**Instruction:**
Copy every entry exactly.

**Material shown:**
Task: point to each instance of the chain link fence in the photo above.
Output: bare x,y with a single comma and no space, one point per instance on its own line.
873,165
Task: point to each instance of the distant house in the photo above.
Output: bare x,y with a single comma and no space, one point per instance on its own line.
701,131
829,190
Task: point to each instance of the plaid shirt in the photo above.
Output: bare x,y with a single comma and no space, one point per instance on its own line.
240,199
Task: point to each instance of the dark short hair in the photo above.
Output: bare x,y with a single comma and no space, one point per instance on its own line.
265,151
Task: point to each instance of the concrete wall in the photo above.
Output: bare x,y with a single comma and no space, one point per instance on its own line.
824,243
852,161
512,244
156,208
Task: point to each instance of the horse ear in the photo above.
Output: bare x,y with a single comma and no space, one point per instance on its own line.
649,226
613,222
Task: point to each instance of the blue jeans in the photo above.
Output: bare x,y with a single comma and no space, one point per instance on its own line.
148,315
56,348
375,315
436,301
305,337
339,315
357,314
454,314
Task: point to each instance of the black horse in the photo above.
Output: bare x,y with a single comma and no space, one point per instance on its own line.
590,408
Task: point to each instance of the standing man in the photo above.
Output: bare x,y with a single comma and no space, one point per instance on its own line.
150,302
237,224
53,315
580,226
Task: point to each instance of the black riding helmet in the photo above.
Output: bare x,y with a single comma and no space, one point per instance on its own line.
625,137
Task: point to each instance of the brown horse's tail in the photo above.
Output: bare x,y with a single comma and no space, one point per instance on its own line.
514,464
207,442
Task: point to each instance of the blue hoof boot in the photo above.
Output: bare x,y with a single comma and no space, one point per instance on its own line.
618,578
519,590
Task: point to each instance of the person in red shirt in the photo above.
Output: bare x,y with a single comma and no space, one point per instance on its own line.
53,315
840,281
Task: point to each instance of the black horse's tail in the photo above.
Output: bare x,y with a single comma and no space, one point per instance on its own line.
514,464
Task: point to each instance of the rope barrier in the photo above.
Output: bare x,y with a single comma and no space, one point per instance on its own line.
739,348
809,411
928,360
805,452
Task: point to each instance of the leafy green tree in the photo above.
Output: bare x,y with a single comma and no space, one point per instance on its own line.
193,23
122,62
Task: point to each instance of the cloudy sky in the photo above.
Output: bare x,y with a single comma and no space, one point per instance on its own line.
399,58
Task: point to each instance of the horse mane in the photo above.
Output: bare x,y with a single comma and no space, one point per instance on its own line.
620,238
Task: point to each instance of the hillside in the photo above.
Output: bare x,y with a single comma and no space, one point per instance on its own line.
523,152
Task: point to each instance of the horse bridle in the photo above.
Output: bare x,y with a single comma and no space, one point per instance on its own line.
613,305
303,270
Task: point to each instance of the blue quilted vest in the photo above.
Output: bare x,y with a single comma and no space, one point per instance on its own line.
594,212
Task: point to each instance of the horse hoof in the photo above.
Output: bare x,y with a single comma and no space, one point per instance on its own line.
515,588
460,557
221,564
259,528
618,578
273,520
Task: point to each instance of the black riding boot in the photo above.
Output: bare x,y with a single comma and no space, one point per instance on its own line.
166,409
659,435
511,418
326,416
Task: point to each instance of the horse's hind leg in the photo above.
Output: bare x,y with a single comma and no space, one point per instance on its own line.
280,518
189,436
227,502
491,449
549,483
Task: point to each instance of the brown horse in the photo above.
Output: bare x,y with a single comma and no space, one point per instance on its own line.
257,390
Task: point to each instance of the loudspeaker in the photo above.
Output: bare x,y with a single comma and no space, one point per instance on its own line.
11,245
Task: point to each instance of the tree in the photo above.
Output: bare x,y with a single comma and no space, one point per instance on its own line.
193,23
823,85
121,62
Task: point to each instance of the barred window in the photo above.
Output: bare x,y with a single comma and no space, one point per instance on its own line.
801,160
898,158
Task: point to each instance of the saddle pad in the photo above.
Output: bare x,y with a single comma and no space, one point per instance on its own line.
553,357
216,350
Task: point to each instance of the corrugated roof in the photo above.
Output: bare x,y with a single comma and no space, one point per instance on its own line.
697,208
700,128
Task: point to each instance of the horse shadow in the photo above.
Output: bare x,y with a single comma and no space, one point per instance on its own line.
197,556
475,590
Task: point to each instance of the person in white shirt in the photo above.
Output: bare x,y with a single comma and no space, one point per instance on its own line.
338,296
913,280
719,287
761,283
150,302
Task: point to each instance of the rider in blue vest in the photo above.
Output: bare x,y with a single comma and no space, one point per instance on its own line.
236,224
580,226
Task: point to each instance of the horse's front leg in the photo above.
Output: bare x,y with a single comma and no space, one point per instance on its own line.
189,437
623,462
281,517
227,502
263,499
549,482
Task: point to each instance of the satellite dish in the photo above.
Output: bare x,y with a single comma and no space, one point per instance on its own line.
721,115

**Solution for this exercise:**
Task: point to each instance of the chain link fence in the photo above.
Output: bare x,y with a single comma and no space, one point per instance on its own line.
873,165
Task: point to each instance of the distant house in the photo above.
Output: bare x,y with a single comma and no space, one point per instance on its own line.
701,131
829,190
Task: point to each instance of the plaid shirt in the photo above.
Output: bare x,y with a single comma and no space, one point per instance on its own line.
240,199
Task: point to each instance of the dark short hair in the photo above.
Output: bare x,y with a single comma and no space, one point per instance on its own line.
265,151
Task: point to each instance of the concrete wall in the photo above.
Output: bare x,y with a single comma and no space, one point per instance on its own line.
824,243
852,161
512,244
156,208
Task: point to each instance of the horse ear in the photo above.
Output: bare x,y with a single comma and no space, one point per instance on its own line.
649,226
613,222
Task: point to each instance of the blue jeans in the photo above.
Output: bare x,y with a single comma and no space, one point per instance on its own line.
148,315
56,348
375,315
436,301
305,337
339,315
357,314
454,314
Task: point to each instance of the black horse in the photo above.
Output: bare x,y with a single comma and no space, one point per instance on its own line.
590,408
Task: point to each instance of the standing man in the photo above.
Output: bare x,y with a single comma and no space, one point per instance on its own line.
150,302
237,224
53,315
580,226
Task: point to each instance of the black riding helmet in the photo above.
Output: bare x,y with a single comma and no space, one point per instance on its own line.
625,137
Task: point to each instance of the brown horse's tail in the photo above.
Output: bare x,y with a single comma and no space, one point per instance on its own line.
514,464
207,442
Task: point to each instance of the blue hoof boot in the photo above.
Output: bare x,y with a single comma and no space, one point per instance on its own line.
618,578
519,590
Task: point to each instance of the person in red shirt in the photo above.
Output: bare x,y with a single comma and no space, one point per instance on its own line.
53,315
840,281
Task: point to each instance of the black horse's tail in the photo above.
Output: bare x,y with a single comma and no space, one point per instance on its own line.
514,464
Task: point to each instance of the rope barrier in the photo above.
Output: bare x,y with a single comma and no space, one point per instance on its own line.
739,348
809,411
928,360
805,452
Task: point to each instance of the leafy green tree in the photo above.
Output: bare x,y with a single comma and no space, one point per instance on its own line.
193,23
122,62
Task: point to each instance of the cloudy sky in the photo above.
Output: bare x,y with a single comma and no space, one point per instance on its own line.
399,58
Task: point to each instance of the horse mane in the photo above.
Output: bare x,y with a single comma and no space, one point per instance on its own line.
620,238
Task: point to each instance of the hillside in the photo above.
Output: bare x,y with a single comma and no space, one point per instance on its own line.
523,152
Task: point to each instance of the horse bridle in the photo above.
Output: bare x,y with a single comma and no space, one point per instance on its own line.
613,305
303,270
Task: point to each instance of the blue quilted vest in the photo above.
Output: bare x,y with a single comma and no space, one point per instance on its own line.
594,212
Task: point to each instance of the horse hoof in the photo above.
Output: bare x,y with a single comma and no space, one point per instance on its own line.
515,588
460,557
221,564
259,528
618,578
273,520
Task: point to each instance of the black riding boot in the photo above.
Output: bare x,y with a single comma and no space, one point per instance on its own line.
166,409
659,435
511,418
326,416
Task: point to each instance of the horse's hind leg in the photo above.
Output: bare x,y with a single comma and no space, one point per instance on its own line.
280,518
189,436
227,502
491,449
549,483
Task: point to each instance of the brown horse in the photo above.
Output: bare x,y with a single comma and no space, one point per instance on its own line.
257,390
Task: point to each instance of the loudspeaker in the photo above.
Output: bare x,y with a single comma and no space, one point per instance on its own line.
11,245
Task: point to each instance of the tree in the photo above.
Output: bare x,y with a single comma and no space, one point per instance on its own line.
193,23
823,85
121,62
Task: point to each instance of the barred window in the photo above.
Output: bare x,y with a single comma and no space, one point per instance on its own line.
801,160
898,158
Task: point to each instance of the saddle pad in the photo above.
Output: bare x,y with a single comma and no space, one point per instance on its own line.
553,357
216,350
Task: point to each instance of the corrugated roof in the photo above.
Output: bare x,y with a single comma and no space, one point per instance on its own line.
697,208
700,128
Task: point to each instance of the horse shadow in the photo above.
Output: bare x,y with a single comma and no space, one point per instance on its own line.
197,556
475,590
Task: point to each instance of the person in white shirt in the photo above.
Output: bare x,y with a single comma and no space, one point per instance on its own line.
338,296
913,280
719,287
761,283
150,302
Task: point to each instance of the rider in blue vest in the photo above.
Output: bare x,y with a single comma and no space, one point per instance on its own line.
236,224
580,226
Task: point to each instance of the horse's front leg in the photo above.
Output: bare x,y with a single comma and no space, one point per instance on its own line.
189,437
623,462
281,517
227,502
263,499
549,482
Task: point to each instance of the satellite dish in the photo above.
Output: bare x,y with a single comma and no space, one point per instance on its own line.
721,115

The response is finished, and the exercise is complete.